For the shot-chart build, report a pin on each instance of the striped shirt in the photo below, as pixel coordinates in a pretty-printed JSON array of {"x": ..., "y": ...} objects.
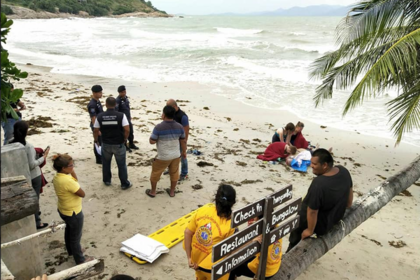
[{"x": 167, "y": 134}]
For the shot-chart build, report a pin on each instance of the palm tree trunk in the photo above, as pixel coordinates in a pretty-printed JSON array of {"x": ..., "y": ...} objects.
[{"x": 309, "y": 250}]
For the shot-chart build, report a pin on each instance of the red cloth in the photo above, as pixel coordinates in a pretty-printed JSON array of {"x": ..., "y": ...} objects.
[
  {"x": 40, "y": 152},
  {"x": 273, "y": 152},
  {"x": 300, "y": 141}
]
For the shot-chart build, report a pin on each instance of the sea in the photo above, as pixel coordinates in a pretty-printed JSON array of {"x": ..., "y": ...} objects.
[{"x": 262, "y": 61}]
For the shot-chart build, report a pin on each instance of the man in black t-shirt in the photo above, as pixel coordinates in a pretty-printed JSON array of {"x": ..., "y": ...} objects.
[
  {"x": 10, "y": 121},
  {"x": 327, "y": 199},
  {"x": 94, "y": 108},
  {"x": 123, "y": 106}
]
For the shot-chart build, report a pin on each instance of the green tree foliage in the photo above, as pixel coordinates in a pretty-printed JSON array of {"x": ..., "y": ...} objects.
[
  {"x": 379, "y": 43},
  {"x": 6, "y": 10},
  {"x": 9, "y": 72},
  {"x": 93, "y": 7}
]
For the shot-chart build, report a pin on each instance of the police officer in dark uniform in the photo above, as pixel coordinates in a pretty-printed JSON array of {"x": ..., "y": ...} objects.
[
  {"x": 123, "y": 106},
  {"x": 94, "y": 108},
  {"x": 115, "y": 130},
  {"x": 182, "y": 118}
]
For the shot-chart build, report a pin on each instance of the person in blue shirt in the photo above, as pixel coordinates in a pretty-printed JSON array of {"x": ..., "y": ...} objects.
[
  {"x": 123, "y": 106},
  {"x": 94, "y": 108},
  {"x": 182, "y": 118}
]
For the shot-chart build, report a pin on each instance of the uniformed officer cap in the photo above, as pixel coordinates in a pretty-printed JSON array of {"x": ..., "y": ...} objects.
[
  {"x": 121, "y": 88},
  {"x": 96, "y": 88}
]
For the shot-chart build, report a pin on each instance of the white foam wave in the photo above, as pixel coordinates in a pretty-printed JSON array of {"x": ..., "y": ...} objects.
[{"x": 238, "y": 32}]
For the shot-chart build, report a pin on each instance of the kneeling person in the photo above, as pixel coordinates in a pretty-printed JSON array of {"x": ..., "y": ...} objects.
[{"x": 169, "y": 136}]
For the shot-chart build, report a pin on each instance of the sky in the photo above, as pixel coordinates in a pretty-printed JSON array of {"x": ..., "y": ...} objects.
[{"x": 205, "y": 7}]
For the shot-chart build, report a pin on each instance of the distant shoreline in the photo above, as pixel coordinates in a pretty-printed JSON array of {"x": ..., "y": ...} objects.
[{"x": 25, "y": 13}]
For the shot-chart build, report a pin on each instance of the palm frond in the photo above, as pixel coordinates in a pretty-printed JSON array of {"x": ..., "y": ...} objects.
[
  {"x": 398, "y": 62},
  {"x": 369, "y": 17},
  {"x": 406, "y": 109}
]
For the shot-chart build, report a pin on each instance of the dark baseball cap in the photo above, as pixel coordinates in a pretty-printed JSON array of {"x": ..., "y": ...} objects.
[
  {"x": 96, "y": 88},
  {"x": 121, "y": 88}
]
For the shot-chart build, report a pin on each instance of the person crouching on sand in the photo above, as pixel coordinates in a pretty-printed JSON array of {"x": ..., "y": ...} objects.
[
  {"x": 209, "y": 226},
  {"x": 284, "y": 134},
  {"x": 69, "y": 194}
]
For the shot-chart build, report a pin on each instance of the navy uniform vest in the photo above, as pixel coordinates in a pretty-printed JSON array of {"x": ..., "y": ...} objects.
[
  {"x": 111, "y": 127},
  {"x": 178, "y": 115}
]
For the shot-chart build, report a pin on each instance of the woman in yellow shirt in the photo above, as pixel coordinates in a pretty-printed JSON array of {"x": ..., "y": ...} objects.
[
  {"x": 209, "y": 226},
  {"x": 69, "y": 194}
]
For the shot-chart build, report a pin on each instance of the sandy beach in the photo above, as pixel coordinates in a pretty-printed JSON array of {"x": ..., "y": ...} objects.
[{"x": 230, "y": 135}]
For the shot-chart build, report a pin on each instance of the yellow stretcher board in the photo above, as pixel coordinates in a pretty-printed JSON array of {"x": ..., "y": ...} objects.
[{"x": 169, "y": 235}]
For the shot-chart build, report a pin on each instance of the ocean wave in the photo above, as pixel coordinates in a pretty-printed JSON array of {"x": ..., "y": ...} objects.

* * * * *

== DO ZROBIENIA ==
Zmień „stretcher board” na „rescue board” w wierszach od tego, który zawiera „of the sandy”, do ostatniego wiersza włącznie. Podaj te wiersze ponownie, bez żadnych innych zmian.

== GOTOWE ZADANIE ==
For the shot-chart build, report a pin on each instance of the sandy beach in the photo above, as pixel coordinates in a pretty-printed JSON array of {"x": ..., "y": ...} objects.
[{"x": 230, "y": 135}]
For the shot-chart build, report a pin on each instance of the yellow rescue board in the photo above, as pixel coordinates in a pretty-printed JSON array of {"x": ..., "y": ...} objects.
[{"x": 169, "y": 235}]
For the shot-chart build, report a pin on each instance of the ocean wave in the photo above, as pixel coordinates in a pretty-printed JSON array of {"x": ..., "y": ...} objects.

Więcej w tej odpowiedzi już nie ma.